**BRIEF 1**. Please say whether each statement agrees with the baking parchment comments, answering yes or no and quoting the deciding words: (a) Wild-Yeast reuses baking vellum for a second loaf. (b) Wild-Yeast bakes bread on teflon mats. (c) The Norpro roll changed from white to brown.
**BRIEF 2**. Extract from the baking parchment comments the passage starting with "Norpro is the" and going on through "for cookies too.".

**EXTRACTED TEXT**.
↓

Wild-Yeast's picture

One side calls it "Vegetable Parchment" the technical side "Vellum" [take on Old French name for calfskin] .  It's great stuff. I once ran out of baking vellum and used a "B" size drawing vellum instead [sprayed it with PAM]. Superior performance at dizzying cost but it worked.

I use baking vellum on a regular basis at 500 dF. It browns on the edges outside the cloache and can be reused for a second loaf bake.  

I have teflon baking mats and they are the greatest thing since sliced bread for certain types of baking but the temperature I bake bread at it's definitely out...,


Maeve's picture

Norpro is the brand I use, only because I can find the bulk roll easily at a store nearby.  It still claims to be unbleached, but a year or so ago it changed from brown to white, so, I wonder about that.  But it's the only way I can get pizza and ciabatta the way I want it to be.  I use it for cookies too.

↑

**STORED RECORDS**.
↓

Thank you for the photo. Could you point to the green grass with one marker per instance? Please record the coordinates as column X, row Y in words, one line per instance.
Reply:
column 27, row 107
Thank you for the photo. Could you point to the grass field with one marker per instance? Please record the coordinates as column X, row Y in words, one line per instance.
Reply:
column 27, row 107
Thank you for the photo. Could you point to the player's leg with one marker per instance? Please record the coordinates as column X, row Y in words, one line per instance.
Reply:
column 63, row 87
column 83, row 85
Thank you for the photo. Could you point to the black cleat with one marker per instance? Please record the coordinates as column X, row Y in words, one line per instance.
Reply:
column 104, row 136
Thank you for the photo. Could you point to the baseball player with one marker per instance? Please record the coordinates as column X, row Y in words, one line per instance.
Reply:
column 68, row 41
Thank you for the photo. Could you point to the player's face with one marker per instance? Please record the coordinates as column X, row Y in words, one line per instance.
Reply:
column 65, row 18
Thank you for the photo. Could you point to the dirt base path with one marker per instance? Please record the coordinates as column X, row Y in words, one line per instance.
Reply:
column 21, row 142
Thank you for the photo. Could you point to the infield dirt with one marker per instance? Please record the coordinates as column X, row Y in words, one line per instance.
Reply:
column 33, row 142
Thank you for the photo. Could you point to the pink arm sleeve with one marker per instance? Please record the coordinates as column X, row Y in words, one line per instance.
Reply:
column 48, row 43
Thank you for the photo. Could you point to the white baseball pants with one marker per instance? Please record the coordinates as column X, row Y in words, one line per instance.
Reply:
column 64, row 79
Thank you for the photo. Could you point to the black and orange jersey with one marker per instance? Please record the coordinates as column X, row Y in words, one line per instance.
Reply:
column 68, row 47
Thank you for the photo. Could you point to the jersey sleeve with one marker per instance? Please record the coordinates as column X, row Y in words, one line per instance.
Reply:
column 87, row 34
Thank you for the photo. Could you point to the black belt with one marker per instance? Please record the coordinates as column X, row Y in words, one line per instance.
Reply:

↑

**EXERCISE SOLUTION 1**.
(a) Yes: "can be reused for a second loaf bake."
(b) No: "the temperature I bake bread at it's definitely out"
(c) No: "a year or so ago it changed from brown to white"

**EXERCISE SOLUTION 2**.
Norpro is the brand I use, only because I can find the bulk roll easily at a store nearby.  It still claims to be unbleached, but a year or so ago it changed from brown to white, so, I wonder about that.  But it's the only way I can get pizza and ciabatta the way I want it to be.  I use it for cookies too.